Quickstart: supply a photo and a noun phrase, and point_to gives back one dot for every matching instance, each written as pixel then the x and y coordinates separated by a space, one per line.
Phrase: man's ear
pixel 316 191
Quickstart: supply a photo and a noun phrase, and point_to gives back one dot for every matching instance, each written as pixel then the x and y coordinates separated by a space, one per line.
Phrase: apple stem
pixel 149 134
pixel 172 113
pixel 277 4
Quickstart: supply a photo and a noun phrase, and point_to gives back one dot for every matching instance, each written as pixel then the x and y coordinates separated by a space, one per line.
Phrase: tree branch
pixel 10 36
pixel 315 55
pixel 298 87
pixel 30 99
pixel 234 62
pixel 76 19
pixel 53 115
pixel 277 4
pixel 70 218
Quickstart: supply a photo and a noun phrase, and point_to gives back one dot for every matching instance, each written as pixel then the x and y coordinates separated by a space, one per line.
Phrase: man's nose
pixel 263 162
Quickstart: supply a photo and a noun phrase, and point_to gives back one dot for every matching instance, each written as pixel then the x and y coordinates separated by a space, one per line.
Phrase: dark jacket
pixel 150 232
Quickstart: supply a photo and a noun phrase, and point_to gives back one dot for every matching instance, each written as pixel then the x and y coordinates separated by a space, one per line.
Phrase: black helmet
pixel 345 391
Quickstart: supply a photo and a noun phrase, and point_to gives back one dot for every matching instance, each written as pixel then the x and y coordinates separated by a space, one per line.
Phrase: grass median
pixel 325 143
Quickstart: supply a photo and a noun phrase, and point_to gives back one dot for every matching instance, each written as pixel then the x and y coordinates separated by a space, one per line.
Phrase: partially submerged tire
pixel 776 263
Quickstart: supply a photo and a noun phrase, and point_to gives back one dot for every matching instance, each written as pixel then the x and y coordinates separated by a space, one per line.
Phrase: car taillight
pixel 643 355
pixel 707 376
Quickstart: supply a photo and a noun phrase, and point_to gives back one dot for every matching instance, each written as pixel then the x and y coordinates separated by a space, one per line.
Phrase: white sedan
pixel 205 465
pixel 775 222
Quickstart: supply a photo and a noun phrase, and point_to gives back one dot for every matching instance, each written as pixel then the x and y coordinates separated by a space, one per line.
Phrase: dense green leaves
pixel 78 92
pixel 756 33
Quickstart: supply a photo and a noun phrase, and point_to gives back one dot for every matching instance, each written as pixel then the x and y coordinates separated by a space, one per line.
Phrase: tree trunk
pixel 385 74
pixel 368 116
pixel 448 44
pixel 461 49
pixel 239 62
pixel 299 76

- **What is required**
Print the data above exactly as it reads.

- **Response to this task**
Quickstart: supply a photo and a noun phrase, and point_to gives back one dot for every matching instance, each written as pixel then the x and y coordinates separated by a space, one per line.
Phrase: man's ear
pixel 316 191
Quickstart: supply a photo and a noun phrase, and point_to gives back one dot for every matching instance, each written as pixel then the x and y coordinates separated by a space, one per line.
Phrase: apple stem
pixel 149 134
pixel 172 113
pixel 277 4
Quickstart: supply a photo and a noun phrase, and point_to gives back one dot for every matching instance, each written as pixel then the x and y coordinates separated by a space, one per line.
Phrase: tree branch
pixel 10 36
pixel 315 55
pixel 298 87
pixel 30 99
pixel 234 62
pixel 76 19
pixel 53 115
pixel 277 4
pixel 70 218
Quickstart: supply a photo and a noun phrase, and point_to gives back one dot for every matching instance, each written as pixel then the x and y coordinates separated by a space, one per line.
Phrase: man's nose
pixel 263 162
Quickstart: supply a photo and a noun phrase, and point_to gives back one dot for every matching instance, each written as pixel then the x and y coordinates separated by a space, one per line.
Phrase: dark jacket
pixel 150 232
Quickstart: supply a photo and a noun phrase, and point_to gives back one dot for every matching instance, each written as pixel then the x and y coordinates separated by a space, one per line.
Phrase: black helmet
pixel 345 391
Quickstart: supply a photo and a noun phrase, and point_to gives back one dot for every matching instance, each written as pixel then the x and y coordinates separated by a space, one per line.
Phrase: grass median
pixel 325 143
Quickstart: supply a photo and a noun phrase, and point_to gives back one dot for every matching instance, each written as pixel then the x and y coordinates separated by a space, one per line.
Phrase: partially submerged tire
pixel 776 263
Quickstart: supply a photo and a noun phrase, and point_to gives back one dot for every matching instance, each written as pixel then the x and y coordinates separated by a space, one per line.
Phrase: car taillight
pixel 643 355
pixel 707 376
Quickstart: supply a photo and a noun phrase, and point_to gives back one dot for every matching instance, each written as pixel then the x and y coordinates separated by a space, one per line.
Phrase: white sedan
pixel 205 465
pixel 775 222
Quickstart: supply a photo and a noun phrase, and point_to gives back one dot for every matching instance, each written as pixel then the x and y coordinates separated by a space, one per line.
Phrase: dense green leaves
pixel 78 92
pixel 756 33
Quickstart: supply a photo and a noun phrase, and point_to gives back one dot for every matching instance, each written as pixel then the x and y coordinates separated by a space, one per line.
Phrase: tree trunk
pixel 385 74
pixel 368 116
pixel 448 44
pixel 461 49
pixel 239 62
pixel 299 76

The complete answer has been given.